### DOCUMENT EXTRACT
______

ITEM 7.  MANAGEMENT'S DISCUSSION AND ANALYSIS OF FINANCIAL CONDITION AND
------------------------------------------------------------------------
         RESULTS OF OPERATIONS
         ---------------------

INTRODUCTION

     Unless the context otherwise indicates, all references in this report on
Form 10-K to the "company," "Western Resources," "we," "us," "our" or similar
words are to Western Resources, Inc. and its consolidated subsidiaries.

     In Management's Discussion and Analysis we explain the general financial
condition, significant annual changes and the operating results for Western
Resources and its subsidiaries.  We explain:

     -  What factors impact our business
     -  What our earnings and costs were in 2000 and 1999
     -  Why these earnings and costs differ from year to year
     -  How our earnings and costs affect our overall financial condition
     -  What our capital expenditures were for 2000
     -  What we expect our capital expenditures to be for the years 2001
        through 2003
     -  How we plan to pay for these future capital expenditures
     -  Any other items that particularly affect our financial condition or
        earnings

     As you read Management's Discussion and Analysis, please refer to our
Consolidated Financial Statements which show our operating results.

______

### INFORMATION GIVEN
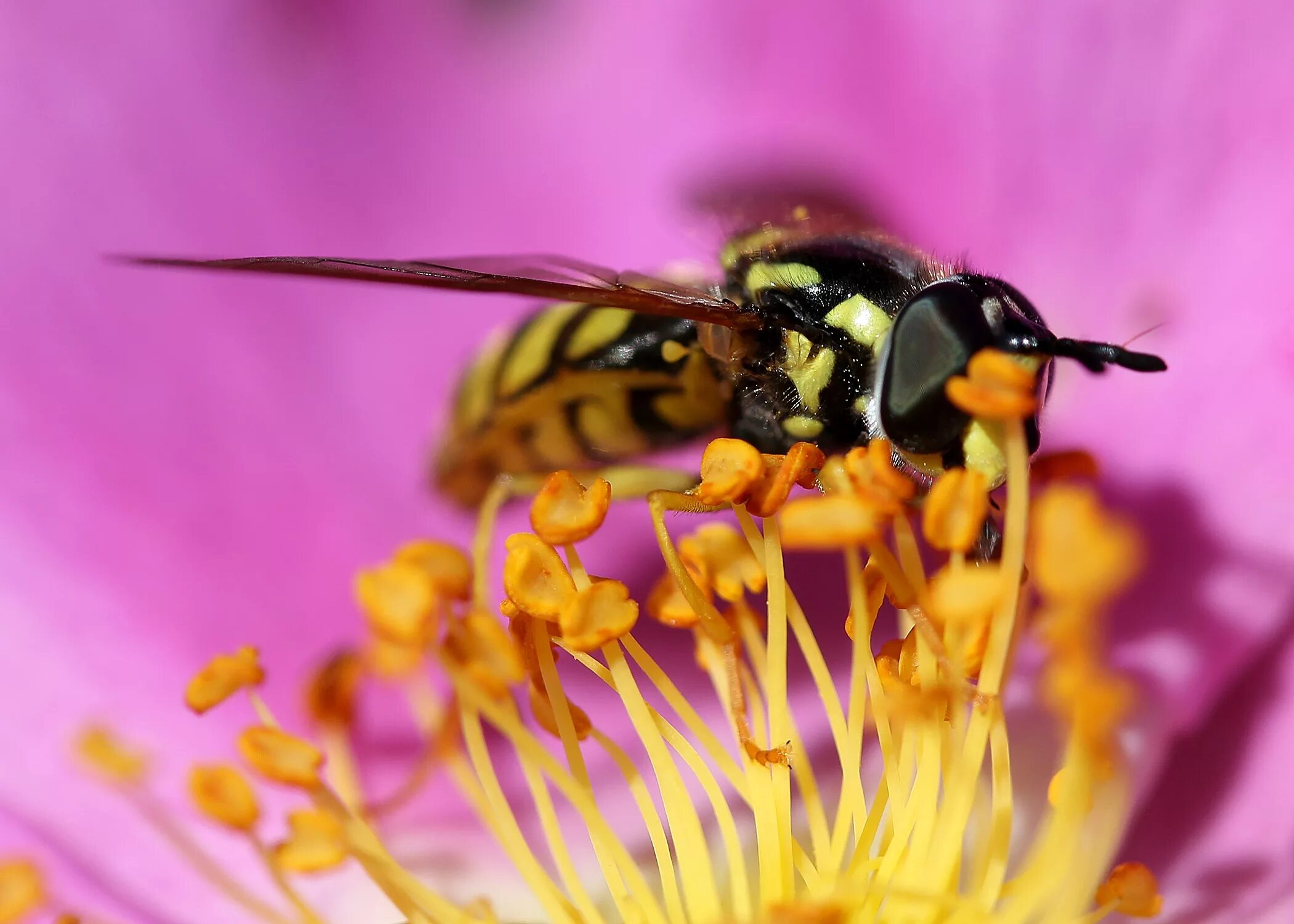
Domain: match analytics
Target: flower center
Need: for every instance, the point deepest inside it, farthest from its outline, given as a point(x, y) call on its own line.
point(909, 814)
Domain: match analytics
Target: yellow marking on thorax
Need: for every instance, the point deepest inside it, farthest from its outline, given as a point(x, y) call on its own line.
point(803, 428)
point(699, 403)
point(927, 464)
point(751, 244)
point(781, 276)
point(600, 329)
point(475, 395)
point(982, 445)
point(532, 351)
point(809, 376)
point(862, 318)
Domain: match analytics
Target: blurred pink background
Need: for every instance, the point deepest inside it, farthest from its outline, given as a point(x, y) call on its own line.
point(189, 463)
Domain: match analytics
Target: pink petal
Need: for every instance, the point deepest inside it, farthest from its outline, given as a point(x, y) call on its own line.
point(1221, 825)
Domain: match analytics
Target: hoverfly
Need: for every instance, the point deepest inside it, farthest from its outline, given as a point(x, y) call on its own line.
point(832, 338)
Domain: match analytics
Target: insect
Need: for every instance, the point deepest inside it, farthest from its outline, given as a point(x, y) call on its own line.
point(832, 338)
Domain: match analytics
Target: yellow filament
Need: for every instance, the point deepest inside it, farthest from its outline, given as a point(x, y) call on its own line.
point(161, 819)
point(505, 826)
point(651, 819)
point(661, 503)
point(342, 771)
point(694, 857)
point(476, 704)
point(961, 788)
point(567, 733)
point(741, 888)
point(405, 892)
point(281, 883)
point(801, 766)
point(779, 713)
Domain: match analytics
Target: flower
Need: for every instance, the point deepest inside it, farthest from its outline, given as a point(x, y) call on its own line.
point(165, 501)
point(927, 831)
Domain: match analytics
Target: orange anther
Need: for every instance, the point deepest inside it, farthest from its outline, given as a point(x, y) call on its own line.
point(332, 689)
point(535, 578)
point(665, 604)
point(1089, 697)
point(1080, 552)
point(729, 470)
point(807, 913)
point(722, 554)
point(110, 758)
point(783, 472)
point(281, 758)
point(542, 708)
point(224, 796)
point(873, 472)
point(832, 522)
point(448, 567)
point(222, 677)
point(22, 888)
point(597, 615)
point(908, 659)
point(995, 386)
point(955, 509)
point(566, 511)
point(1068, 464)
point(399, 601)
point(1133, 890)
point(966, 597)
point(487, 652)
point(315, 841)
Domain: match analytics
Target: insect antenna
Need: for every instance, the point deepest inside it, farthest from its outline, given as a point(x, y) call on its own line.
point(1096, 356)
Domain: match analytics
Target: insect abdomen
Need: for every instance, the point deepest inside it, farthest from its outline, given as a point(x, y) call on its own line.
point(577, 386)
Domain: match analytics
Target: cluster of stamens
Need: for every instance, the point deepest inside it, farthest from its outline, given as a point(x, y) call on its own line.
point(911, 818)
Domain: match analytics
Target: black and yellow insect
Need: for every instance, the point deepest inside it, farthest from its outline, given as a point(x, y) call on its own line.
point(826, 337)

______

### PROBLEMS TO WORK ON
(1) Collect every line of the entries that contains the string "insect".
(2) Carry the management's discussion excerpt forward from its last sentence.

### RESPONSE LIST
(1)
Target: insect
Target: insect antenna
Target: insect abdomen
Target: black and yellow insect

(2)
SUMMARY OF SIGNIFICANT ITEMS

PNM Merger and Split-off of Westar Industries

     On November 8, 2000, we entered into an agreement under which Public
Service Company of New Mexico (PNM) will acquire our electric utility businesses
in a stock-for-stock transaction.  Under the terms of the agreement, both we and
PNM will become subsidiaries of a new holding company.  Immediately prior to the
consummation of this combination, we will split-off our remaining interest in
Westar Industries to our shareholders.  Westar Industries, our wholly owned
subsidiary, owns our interests in Protection One, Inc., Protection One Europe,
ONEOK, Inc., and other non-utility businesses.  In connection with this
transaction, in February 2001 Westar Industries converted a portion of a
receivable owed by us into approximately 14.4 million shares of our common
stock.  See Note 2 of the Notes to Consolidated Financial Statements.

     Westar Industries has filed a registration statement with the Securities
and Exchange Commission (SEC) covering the proposed sale of a portion of its
common stock through the exercise of non-transferable rights proposed to be
distributed by Westar Industries to our shareholders.  We anticipate that the
rights offering will be completed in 2001.

     We can give no assurance as to whether or when the rights offering will be
consummated or whether or when the separation of our electric and non-electric
utility businesses, or the consummation of the acquisition of the company by PNM
may occur.

                                       28


Extraordinary Gain on Extinguishment of Debt

     During 2000, Westar Industries purchased $170.0 million face value of
Protection One bonds on the open market.  In exchange for cash and the
settlement of certain intercompany payables and receivables, $103.9 million of
these debt securities were transferred to Protection One.  Protection One also
purchased $30.5 million face value of its bonds on the open market during 2000.
An extraordinary gain of $49.2 million, net of tax of $26.5 million, was
recognized at December 31, 2000, on these retirements.

Exposure Draft for Goodwill Accounting

     The Financial Accounting Standards Board (FASB) issued an exposure draft on
February 14, 2001 which, if adopted as proposed, would establish a new
accounting standard for the treatment of goodwill in a business combination.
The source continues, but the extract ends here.